CONSIGNE 1 >> Dans le texte sur la loi renforçant la sécurité intérieure, par combien de voix le Sénat a-t-il adopté les conclusions de la commission mixte paritaire ?

TEXTE FOURNI >>
^^^^

Adoption définitive du projet de Loi « renforçant la sécurité intérieure et la lutte contre le terrorisme »
Mercredi 18 octobre 2017, le Sénat a adopté, par 244 voix pour et 22 voix contre, les conclusions de la commission mixte paritaire sur le projet de loi renforçant la sécurité intérieure et la lutte contre le terrorisme, ainsi considéré comme définitivement adopté.
Présenté au Conseil des ministres du 22 juin 2017 par M. Gérard Collomb, ministre d’État, ministre de l’intérieur, il avait été adopté en première lecture, avec modifications, par le Sénat le 18 juillet 2017 et par l’Assemblée nationale le 3 octobre 2017. La procédure accélérée a été engagée par le Gouvernement le 28 juin 2017.
Selon le Gouvernement, le projet de loi vise à doter l’État de « nouveaux instruments de lutte contre le terrorisme » afin de pouvoir mettre fin au régime dérogatoire de l’état d’urgence.
Pour cela, le projet de loi intègre dans le droit commun des dispositions jusque-là réservées à l’état d’urgence.
Nouveaux pouvoirs pour les préfets
Le préfet aura compétence pour instaurer des périmètres de protection. Il pourra procéder à la fermeture administrative, pour une durée ne pouvant excéder six mois, des lieux de culte pour apologie ou provocation au terrorisme.
Le préfet pourra également faire procéder, sur autorisation du juge, à une visite de tout lieu pour lequel il existe des raisons sérieuses de penser qu’il est fréquenté par une personne suspectée de terrorisme. Cette visite peut s’accompagner de la saisie de documents, objets ou données qui s’y trouvent. L’exploitation des données informatiques saisies est soumise à l’autorisation du juge.
Nouveaux pouvoirs du ministre de l’intérieur
Le ministre de l’intérieur pourra décider des mesures de surveillance à l’encontre de toute personne à l’égard de laquelle il existe des raisons sérieuses de penser que son comportement constitue une menace d’une particulière gravité pour la sécurité et l’ordre publics. Il pourra aussi imposer à la personne de ne pas se déplacer à l’extérieur d’un périmètre géographique déterminé, qui ne peut être inférieur à la commune, sans pouvoir, à la différence de la mesure d’assignation à résidence de l’état d’urgence, l’astreindre à demeurer dans un lieu déterminé pendant une partie de la journée.
Transport aérien
Le projet de loi pérennise le régime permettant la consultation des données du fichier des passagers du transport aérien (données Passenger Name Record ou PNR).
Il crée, en outre, un système national de centralisation des données des dossiers passagers du transport maritime à destination ou au départ de la France, distinct du système PNR.
Surveillance des communications hertziennes
Pour tirer les conséquences d’une invalidation du Conseil constitutionnel (décision du 21 octobre 2016), le projet de loi instaure un nouveau régime légal de surveillance des communications hertziennes.Les services de renseignement pourront intercepter et exploiter les communications électroniques empruntant la voie exclusivement hertzienne et n’impliquant pas l’intervention d’un opérateur de communications électroniques dans un cadre légal doté de garanties.

^^^^

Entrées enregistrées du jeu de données
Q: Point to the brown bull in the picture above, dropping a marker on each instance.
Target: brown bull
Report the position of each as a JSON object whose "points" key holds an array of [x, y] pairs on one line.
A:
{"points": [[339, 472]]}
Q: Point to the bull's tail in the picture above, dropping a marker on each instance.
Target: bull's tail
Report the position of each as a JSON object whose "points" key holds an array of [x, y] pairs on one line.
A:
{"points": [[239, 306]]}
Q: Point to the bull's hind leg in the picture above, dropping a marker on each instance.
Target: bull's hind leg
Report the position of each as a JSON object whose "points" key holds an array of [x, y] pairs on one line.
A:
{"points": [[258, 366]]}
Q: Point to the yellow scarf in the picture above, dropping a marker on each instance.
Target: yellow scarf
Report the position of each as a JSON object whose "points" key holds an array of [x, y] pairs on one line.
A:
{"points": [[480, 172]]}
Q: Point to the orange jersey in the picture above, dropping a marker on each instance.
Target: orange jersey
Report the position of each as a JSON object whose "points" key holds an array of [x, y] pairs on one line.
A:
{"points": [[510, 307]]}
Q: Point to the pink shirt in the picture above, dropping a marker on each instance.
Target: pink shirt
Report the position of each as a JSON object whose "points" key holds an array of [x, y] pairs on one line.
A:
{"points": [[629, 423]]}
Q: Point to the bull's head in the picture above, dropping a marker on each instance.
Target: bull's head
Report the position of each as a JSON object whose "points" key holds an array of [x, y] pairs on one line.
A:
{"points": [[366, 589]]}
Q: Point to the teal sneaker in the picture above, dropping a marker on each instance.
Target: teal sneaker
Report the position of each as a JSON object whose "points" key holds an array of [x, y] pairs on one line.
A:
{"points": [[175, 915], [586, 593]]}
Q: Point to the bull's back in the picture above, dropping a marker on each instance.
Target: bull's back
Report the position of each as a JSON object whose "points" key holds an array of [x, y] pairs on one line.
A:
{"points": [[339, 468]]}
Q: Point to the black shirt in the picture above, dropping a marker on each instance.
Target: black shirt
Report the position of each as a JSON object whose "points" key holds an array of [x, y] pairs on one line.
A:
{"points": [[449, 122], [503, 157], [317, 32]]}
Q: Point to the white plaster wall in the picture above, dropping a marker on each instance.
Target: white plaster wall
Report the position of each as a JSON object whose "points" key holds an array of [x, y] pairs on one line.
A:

^^^^

CONSIGNE 2 >> Recopie les entrées depuis la ligne contenant « Q: Point to the teal » jusqu'à la fin des entrées, en remplaçant « dropping a marker » par « placing a marker ». Ne change rien d'autre.

RÉPONSE ATTENDUE 1 >> Par 244 voix pour et 22 voix contre.

RÉPONSE ATTENDUE 2 >>
Q: Point to the teal sneaker in the picture above, placing a marker on each instance.
Target: teal sneaker
Report the position of each as a JSON object whose "points" key holds an array of [x, y] pairs on one line.
A:
{"points": [[175, 915], [586, 593]]}
Q: Point to the bull's back in the picture above, placing a marker on each instance.
Target: bull's back
Report the position of each as a JSON object whose "points" key holds an array of [x, y] pairs on one line.
A:
{"points": [[339, 468]]}
Q: Point to the black shirt in the picture above, placing a marker on each instance.
Target: black shirt
Report the position of each as a JSON object whose "points" key holds an array of [x, y] pairs on one line.
A:
{"points": [[449, 122], [503, 157], [317, 32]]}
Q: Point to the white plaster wall in the picture above, placing a marker on each instance.
Target: white plaster wall
Report the position of each as a JSON object whose "points" key holds an array of [x, y] pairs on one line.
A:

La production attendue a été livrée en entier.